▶ **Dataset records**

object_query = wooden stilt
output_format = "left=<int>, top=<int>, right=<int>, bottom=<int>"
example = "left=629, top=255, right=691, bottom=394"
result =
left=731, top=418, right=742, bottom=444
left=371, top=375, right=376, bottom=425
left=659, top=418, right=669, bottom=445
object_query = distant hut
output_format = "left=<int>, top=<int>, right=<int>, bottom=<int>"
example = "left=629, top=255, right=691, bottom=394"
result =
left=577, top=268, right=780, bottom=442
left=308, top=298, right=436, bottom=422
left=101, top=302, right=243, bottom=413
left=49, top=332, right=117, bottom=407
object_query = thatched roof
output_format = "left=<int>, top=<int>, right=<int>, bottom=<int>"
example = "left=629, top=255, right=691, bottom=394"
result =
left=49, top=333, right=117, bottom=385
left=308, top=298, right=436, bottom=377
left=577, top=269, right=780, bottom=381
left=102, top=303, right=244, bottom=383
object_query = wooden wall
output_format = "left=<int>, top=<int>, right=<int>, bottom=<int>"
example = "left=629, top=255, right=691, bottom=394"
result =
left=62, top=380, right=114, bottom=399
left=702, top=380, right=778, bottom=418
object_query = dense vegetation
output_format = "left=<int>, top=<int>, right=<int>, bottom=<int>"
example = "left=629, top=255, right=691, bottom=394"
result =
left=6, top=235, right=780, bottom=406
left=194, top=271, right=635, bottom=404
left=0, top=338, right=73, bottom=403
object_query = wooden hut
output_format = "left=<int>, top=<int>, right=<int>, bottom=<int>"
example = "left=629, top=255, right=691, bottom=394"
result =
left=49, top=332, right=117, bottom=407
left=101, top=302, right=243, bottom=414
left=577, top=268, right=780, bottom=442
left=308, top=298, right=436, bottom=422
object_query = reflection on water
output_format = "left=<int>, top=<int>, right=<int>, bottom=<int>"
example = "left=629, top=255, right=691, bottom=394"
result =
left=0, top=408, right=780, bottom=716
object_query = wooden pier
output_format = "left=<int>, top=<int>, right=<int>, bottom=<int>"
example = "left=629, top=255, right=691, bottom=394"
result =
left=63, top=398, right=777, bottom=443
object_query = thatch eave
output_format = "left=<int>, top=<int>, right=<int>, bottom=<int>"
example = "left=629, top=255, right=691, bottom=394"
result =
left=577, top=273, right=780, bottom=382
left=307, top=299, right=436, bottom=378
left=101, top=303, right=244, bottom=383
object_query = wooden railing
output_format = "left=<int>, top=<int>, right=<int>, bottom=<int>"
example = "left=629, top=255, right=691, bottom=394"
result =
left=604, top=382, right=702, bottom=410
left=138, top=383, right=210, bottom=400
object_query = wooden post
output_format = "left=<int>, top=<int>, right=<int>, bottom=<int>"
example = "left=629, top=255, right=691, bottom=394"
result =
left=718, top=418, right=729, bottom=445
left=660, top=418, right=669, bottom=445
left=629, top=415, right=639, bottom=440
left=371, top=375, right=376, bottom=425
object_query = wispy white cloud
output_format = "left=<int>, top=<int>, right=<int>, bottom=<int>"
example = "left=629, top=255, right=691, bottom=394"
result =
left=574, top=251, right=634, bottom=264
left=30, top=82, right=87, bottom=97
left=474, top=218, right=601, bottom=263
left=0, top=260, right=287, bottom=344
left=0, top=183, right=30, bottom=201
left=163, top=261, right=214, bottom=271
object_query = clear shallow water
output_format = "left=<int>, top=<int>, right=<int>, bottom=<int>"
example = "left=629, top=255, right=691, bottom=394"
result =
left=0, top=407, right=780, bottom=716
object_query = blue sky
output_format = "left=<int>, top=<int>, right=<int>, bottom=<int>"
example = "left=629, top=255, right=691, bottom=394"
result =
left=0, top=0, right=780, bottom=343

▶ **Do this**
Format every line of the records above as a Markdown table with two columns, Row and Text. Number the rows in order and leave out blank lines.

▶ **Exercise result**
| Row | Text |
|---|---|
| 1 | object_query = wooden stilt |
| 2 | output_format = "left=<int>, top=<int>, right=<int>, bottom=<int>" |
| 3 | example = "left=629, top=255, right=691, bottom=394" |
| 4 | result = |
| 5 | left=731, top=418, right=742, bottom=444 |
| 6 | left=371, top=375, right=376, bottom=425 |
| 7 | left=659, top=418, right=669, bottom=445 |
| 8 | object_query = distant hut |
| 9 | output_format = "left=<int>, top=<int>, right=<int>, bottom=<int>" |
| 10 | example = "left=629, top=255, right=691, bottom=394" |
| 11 | result = |
| 12 | left=577, top=268, right=780, bottom=442 |
| 13 | left=308, top=298, right=436, bottom=422 |
| 14 | left=101, top=302, right=243, bottom=413 |
| 15 | left=49, top=332, right=117, bottom=407 |
| 16 | object_query = thatched roof |
| 17 | output_format = "left=<int>, top=<int>, right=<int>, bottom=<int>" |
| 18 | example = "left=629, top=255, right=691, bottom=394" |
| 19 | result = |
| 20 | left=49, top=333, right=117, bottom=385 |
| 21 | left=308, top=298, right=436, bottom=377 |
| 22 | left=577, top=269, right=780, bottom=381 |
| 23 | left=102, top=303, right=244, bottom=383 |
| 24 | object_query = wooden wall |
| 25 | output_format = "left=<int>, top=<int>, right=<int>, bottom=<int>" |
| 26 | example = "left=629, top=255, right=691, bottom=394" |
| 27 | result = |
| 28 | left=62, top=380, right=114, bottom=399 |
| 29 | left=702, top=380, right=778, bottom=418 |
| 30 | object_query = dense vegetation |
| 31 | output_format = "left=<int>, top=<int>, right=<int>, bottom=<int>" |
| 32 | example = "left=629, top=255, right=691, bottom=394" |
| 33 | result = |
| 34 | left=6, top=235, right=780, bottom=406 |
| 35 | left=194, top=271, right=635, bottom=404 |
| 36 | left=0, top=338, right=73, bottom=403 |
| 37 | object_query = wooden hut |
| 38 | output_format = "left=<int>, top=<int>, right=<int>, bottom=<int>" |
| 39 | example = "left=629, top=255, right=691, bottom=394" |
| 40 | result = |
| 41 | left=49, top=332, right=117, bottom=407 |
| 42 | left=101, top=302, right=243, bottom=414 |
| 43 | left=577, top=268, right=780, bottom=442 |
| 44 | left=308, top=298, right=436, bottom=422 |
| 45 | object_query = reflection on water |
| 46 | output_format = "left=<int>, top=<int>, right=<int>, bottom=<int>" |
| 47 | example = "left=629, top=255, right=691, bottom=394" |
| 48 | result = |
| 49 | left=0, top=408, right=780, bottom=716 |
| 50 | object_query = wooden pier |
| 51 | output_format = "left=<int>, top=<int>, right=<int>, bottom=<int>" |
| 52 | example = "left=629, top=255, right=691, bottom=394" |
| 53 | result = |
| 54 | left=63, top=398, right=777, bottom=443 |
| 55 | object_query = thatch eave |
| 56 | output_format = "left=<int>, top=<int>, right=<int>, bottom=<int>" |
| 57 | example = "left=629, top=255, right=691, bottom=394" |
| 58 | result = |
| 59 | left=577, top=273, right=780, bottom=382 |
| 60 | left=307, top=299, right=436, bottom=378 |
| 61 | left=101, top=303, right=244, bottom=383 |
| 62 | object_query = wooden railing |
| 63 | output_format = "left=<int>, top=<int>, right=<int>, bottom=<int>" |
| 64 | example = "left=629, top=255, right=691, bottom=394" |
| 65 | result = |
| 66 | left=604, top=382, right=702, bottom=410 |
| 67 | left=138, top=383, right=210, bottom=400 |
| 68 | object_query = wooden post |
| 69 | output_format = "left=<int>, top=<int>, right=<int>, bottom=<int>" |
| 70 | example = "left=629, top=255, right=691, bottom=394" |
| 71 | result = |
| 72 | left=718, top=418, right=729, bottom=445 |
| 73 | left=660, top=418, right=669, bottom=445 |
| 74 | left=629, top=415, right=639, bottom=440 |
| 75 | left=371, top=375, right=376, bottom=425 |
| 76 | object_query = wispy white cloud |
| 77 | output_format = "left=<int>, top=<int>, right=<int>, bottom=<int>" |
| 78 | example = "left=629, top=255, right=691, bottom=394" |
| 79 | result = |
| 80 | left=574, top=251, right=634, bottom=264 |
| 81 | left=30, top=82, right=87, bottom=97 |
| 82 | left=474, top=218, right=601, bottom=263 |
| 83 | left=0, top=260, right=287, bottom=344 |
| 84 | left=0, top=183, right=30, bottom=201 |
| 85 | left=163, top=261, right=214, bottom=271 |
| 86 | object_query = clear shallow water |
| 87 | output_format = "left=<int>, top=<int>, right=<int>, bottom=<int>" |
| 88 | example = "left=629, top=255, right=691, bottom=394" |
| 89 | result = |
| 90 | left=0, top=407, right=780, bottom=716 |
| 91 | object_query = blue sky |
| 92 | output_format = "left=<int>, top=<int>, right=<int>, bottom=<int>" |
| 93 | example = "left=629, top=255, right=691, bottom=394" |
| 94 | result = |
| 95 | left=0, top=0, right=780, bottom=343 |